The VMs were deleted through Horizon (so concurrently is a safe bet). Can we get the configuration files and the neutron logs for all neutron processes in all nodes, please? :)
As an additional note to this it also occurs if you delete VMs with floating IPs sequentially within a short period via the API.
Observations: 1. For some reason, when this occurs, the ha- interface loses its 169.254.0.1/24 for 4-5 seconds, and then it gets it back. l3 agent/openvswitch logs doesn't indicate either of them doing the actual deletion, so it's probably hidden somewhere in the code. 2. An easier reproduction can be to simply disassociate the floating IP from the instances. No need to delete the entire instance. 3. This seems to be occurring only when disassociating floating IPs from 2 more more instances - one is not enough. Also, when putting some kind of sleep between them, this doesn't reproduce. This hints at some race condition. 4. the state-change log indicates this also occurs when associating floating IPs, and not only on disassociation.
The cause for Keepalived switching into backup (failing over) is because the specified actions (association and disassociation of floating ips) change the configuration of keepalived, and in addition sends SIGHUP to it. If 2 or more SIGHUPs are sent to keepalived in sequence, it will go into BACKUP (removing IP interfaces from the router's resources, which causes the connectivity loss) and restart VRRP negotiation. An approach we were thinking on Neutron's side is throttling SIGHUP to only send 1 every X seconds. Before we start working on this, it will be good to hear from Ryan if is there's any way to mitigate this on Keepalived's side?
Also, it's important to note that manually sending SIGHUP to a keepalived process twice in a row also triggers this go-to-BACKUP state.
(In reply to John Schwarz from comment #10) > The cause for Keepalived switching into backup (failing over) is because the > specified actions (association and disassociation of floating ips) change > the configuration of keepalived, and in addition sends SIGHUP to it. If 2 or > more SIGHUPs are sent to keepalived in sequence, it will go into BACKUP > (removing IP interfaces from the router's resources, which causes the > connectivity loss) and restart VRRP negotiation. What is changing in keepalived.conf when you do this? > An approach we were thinking on Neutron's side is throttling SIGHUP to only > send 1 every X seconds. Before we start working on this, it will be good to > hear from Ryan if is there's any way to mitigate this on Keepalived's side? First, I don't think throttling the frequency of SIGHUP is going to help in the long run. If keepalived is being signalled with SIGHUP multiple times in quick succession, the service is not going to be sending VRRP advertisements (since it is restarting), meaning another node will take over. Related question, does keepalived.conf have 'nopreempt' keyword declared?

| TASK SET |
1 – In the keepalived thread, how long does the ha- interface go without its 169.254.0.1/24 address when the problem occurs?
2 – Mark each statement yes or no according to the keepalived thread, quoting the words that decide it. (a) Disassociating a floating IP from a single instance is enough to trigger the problem. (b) Sending SIGHUP to a keepalived process twice in a row by hand also causes the switch to BACKUP. (c) The reply says throttling SIGHUP will help in the long run.
Answer using only the keepalived thread above.

Excerpts of pointing data:
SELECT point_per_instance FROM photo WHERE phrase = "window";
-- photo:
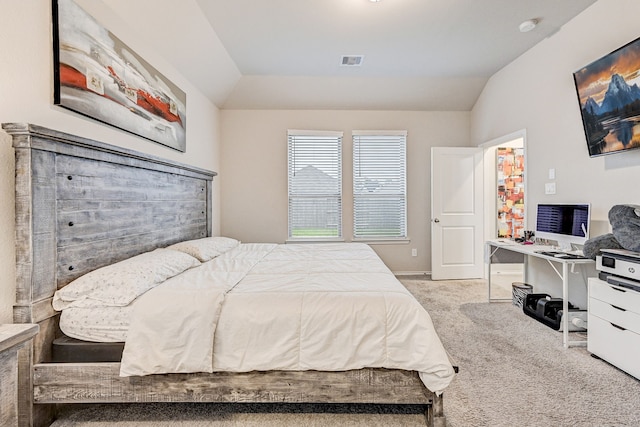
(379, 184)
(315, 184)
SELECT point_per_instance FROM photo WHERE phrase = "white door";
(456, 213)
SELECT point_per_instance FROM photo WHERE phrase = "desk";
(510, 252)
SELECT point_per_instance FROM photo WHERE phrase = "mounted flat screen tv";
(610, 100)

| SOLVED TASKS |
1 – For 4-5 seconds.

2 –
(a) No: "one is not enough."
(b) Yes: "manually sending SIGHUP to a keepalived process twice in a row also triggers this go-to-BACKUP state."
(c) No: "I don't think throttling the frequency of SIGHUP is going to help in the long run."